* [STATED TASK]: Please lay out the lines below as a JSON list of strings, one string per line and no blank lines, from the line containing "Annotation guideline: for every instance of the tree trunk, put" through the final line, both ends included.

(Records of labeled points)
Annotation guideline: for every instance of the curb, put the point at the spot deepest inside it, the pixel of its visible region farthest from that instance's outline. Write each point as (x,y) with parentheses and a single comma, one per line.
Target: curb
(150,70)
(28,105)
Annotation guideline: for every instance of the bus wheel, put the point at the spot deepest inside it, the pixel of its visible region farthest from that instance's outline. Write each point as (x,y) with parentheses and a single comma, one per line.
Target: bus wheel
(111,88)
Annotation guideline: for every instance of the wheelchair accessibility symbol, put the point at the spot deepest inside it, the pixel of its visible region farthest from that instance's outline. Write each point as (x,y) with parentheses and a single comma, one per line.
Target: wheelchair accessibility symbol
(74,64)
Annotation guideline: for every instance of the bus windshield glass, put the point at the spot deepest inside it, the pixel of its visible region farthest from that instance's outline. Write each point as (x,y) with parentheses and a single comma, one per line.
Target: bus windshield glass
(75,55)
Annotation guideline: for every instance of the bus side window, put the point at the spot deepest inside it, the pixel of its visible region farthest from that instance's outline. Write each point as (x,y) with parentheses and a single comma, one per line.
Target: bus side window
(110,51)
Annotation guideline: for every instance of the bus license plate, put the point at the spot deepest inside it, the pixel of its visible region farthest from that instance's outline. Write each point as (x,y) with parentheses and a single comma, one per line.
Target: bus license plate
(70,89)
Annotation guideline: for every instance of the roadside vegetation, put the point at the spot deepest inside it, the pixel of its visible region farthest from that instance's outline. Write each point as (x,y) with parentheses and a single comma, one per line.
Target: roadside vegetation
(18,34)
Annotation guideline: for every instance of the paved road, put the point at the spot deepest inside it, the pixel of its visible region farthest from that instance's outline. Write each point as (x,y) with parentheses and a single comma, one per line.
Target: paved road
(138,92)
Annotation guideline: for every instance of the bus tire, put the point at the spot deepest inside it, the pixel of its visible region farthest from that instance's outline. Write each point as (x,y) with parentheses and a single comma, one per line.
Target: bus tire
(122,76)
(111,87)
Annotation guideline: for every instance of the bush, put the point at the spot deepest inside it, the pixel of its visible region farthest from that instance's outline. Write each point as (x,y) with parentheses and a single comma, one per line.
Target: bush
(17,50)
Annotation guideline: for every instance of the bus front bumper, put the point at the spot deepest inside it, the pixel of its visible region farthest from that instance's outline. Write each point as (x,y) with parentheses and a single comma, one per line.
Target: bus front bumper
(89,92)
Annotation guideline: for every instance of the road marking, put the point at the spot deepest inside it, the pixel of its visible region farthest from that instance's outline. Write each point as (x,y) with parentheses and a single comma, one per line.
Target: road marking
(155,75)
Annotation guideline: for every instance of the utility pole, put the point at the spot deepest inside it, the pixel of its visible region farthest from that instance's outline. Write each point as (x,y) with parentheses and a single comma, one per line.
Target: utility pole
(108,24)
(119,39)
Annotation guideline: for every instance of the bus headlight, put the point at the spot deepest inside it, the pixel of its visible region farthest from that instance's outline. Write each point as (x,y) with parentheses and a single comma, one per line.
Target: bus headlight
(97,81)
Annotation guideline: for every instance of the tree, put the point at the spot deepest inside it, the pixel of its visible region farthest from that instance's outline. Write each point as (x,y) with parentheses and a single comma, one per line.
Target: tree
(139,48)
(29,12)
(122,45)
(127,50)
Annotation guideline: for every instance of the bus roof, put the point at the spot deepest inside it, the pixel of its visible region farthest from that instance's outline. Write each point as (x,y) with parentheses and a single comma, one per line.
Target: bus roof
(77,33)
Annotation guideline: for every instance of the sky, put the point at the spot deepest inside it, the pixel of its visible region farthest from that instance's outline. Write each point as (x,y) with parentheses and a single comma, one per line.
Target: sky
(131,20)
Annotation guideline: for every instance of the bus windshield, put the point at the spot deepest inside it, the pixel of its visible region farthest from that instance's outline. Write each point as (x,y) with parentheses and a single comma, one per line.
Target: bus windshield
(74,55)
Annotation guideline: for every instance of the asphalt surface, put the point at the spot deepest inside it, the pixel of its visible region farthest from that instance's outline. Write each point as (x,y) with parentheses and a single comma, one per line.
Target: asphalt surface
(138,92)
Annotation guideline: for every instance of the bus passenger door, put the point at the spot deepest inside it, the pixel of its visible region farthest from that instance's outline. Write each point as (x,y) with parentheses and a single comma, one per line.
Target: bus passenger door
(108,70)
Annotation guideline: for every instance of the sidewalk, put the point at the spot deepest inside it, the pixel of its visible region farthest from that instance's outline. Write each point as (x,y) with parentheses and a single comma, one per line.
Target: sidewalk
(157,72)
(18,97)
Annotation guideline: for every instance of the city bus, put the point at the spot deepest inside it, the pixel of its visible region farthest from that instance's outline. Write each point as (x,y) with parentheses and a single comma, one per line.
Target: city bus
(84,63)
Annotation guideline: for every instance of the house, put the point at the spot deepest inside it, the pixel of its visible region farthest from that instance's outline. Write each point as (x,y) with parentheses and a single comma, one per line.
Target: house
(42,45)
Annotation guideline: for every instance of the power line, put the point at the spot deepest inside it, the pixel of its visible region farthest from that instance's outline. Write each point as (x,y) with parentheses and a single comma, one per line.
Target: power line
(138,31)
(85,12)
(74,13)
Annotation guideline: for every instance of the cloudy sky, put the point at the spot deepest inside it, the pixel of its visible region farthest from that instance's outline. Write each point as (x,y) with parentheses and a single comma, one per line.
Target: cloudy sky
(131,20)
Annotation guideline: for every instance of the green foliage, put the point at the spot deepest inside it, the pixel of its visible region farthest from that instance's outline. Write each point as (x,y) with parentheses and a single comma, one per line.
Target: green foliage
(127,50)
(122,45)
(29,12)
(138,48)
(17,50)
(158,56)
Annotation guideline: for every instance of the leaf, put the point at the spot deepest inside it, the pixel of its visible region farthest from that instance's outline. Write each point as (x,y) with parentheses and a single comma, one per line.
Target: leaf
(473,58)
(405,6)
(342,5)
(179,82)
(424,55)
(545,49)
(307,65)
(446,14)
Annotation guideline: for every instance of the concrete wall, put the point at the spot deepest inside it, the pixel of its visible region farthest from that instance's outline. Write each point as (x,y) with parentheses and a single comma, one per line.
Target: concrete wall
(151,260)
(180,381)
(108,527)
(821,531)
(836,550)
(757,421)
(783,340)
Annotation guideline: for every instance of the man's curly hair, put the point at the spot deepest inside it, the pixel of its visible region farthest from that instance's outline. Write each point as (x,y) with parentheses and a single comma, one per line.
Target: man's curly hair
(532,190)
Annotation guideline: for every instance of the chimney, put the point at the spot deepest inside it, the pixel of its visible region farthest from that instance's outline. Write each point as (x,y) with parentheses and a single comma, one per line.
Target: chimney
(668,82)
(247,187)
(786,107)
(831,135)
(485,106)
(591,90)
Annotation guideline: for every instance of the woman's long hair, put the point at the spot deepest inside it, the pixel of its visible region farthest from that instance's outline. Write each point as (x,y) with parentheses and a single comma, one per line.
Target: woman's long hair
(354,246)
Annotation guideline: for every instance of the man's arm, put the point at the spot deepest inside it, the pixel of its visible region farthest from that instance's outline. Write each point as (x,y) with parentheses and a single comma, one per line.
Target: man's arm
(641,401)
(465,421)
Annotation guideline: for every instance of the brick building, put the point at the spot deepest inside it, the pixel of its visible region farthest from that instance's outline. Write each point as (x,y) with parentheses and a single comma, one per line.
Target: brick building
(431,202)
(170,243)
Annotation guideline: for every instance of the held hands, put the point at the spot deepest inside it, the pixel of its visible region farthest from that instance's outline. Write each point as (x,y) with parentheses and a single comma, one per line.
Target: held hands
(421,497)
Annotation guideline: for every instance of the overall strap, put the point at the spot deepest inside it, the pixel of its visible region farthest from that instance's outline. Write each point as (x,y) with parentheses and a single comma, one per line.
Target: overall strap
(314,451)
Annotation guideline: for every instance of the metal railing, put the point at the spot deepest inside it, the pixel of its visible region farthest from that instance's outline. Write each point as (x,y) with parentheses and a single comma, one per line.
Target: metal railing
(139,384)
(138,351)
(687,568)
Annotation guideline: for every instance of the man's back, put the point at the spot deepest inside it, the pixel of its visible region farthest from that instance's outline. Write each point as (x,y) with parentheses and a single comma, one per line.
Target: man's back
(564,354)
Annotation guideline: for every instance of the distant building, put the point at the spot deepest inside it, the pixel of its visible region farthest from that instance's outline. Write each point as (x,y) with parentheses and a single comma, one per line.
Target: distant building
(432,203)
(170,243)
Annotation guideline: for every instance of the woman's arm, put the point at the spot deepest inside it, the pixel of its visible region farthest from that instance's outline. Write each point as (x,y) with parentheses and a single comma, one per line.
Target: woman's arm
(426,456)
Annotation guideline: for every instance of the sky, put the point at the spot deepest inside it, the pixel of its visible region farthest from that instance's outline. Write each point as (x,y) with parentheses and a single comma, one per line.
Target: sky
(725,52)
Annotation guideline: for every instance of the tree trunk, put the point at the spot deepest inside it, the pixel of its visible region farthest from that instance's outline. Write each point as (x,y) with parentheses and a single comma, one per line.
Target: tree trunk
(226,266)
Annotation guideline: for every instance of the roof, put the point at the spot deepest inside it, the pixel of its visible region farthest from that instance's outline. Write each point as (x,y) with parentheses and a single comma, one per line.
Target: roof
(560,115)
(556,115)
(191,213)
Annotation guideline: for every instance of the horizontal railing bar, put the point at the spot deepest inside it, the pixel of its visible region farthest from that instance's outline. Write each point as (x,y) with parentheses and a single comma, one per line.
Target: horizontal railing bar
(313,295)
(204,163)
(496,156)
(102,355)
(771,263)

* [ANSWER FOR THIS EXERCISE]:
[
  "Annotation guideline: for every instance of the tree trunk, put the point at the spot deepest inside it, the pixel of its visible region farthest from that instance's outline. Write each point as (x,y) with parentheses and a single comma, one per line.",
  "Target: tree trunk",
  "(226,266)",
  "Annotation guideline: for every instance of the roof, put the point at the spot deepest inside it, the pixel of its visible region farthest from that instance's outline. Write each point as (x,y) with parentheses and a single comma, one per line.",
  "Target: roof",
  "(560,115)",
  "(556,115)",
  "(191,213)",
  "Annotation guideline: for every instance of the horizontal railing bar, put the point at the spot deepest inside it, the pixel of its visible region farthest from that instance's outline. Write each point as (x,y) with parentheses and a single comma, one per line.",
  "Target: horizontal railing bar",
  "(313,295)",
  "(204,163)",
  "(496,156)",
  "(102,355)",
  "(771,263)"
]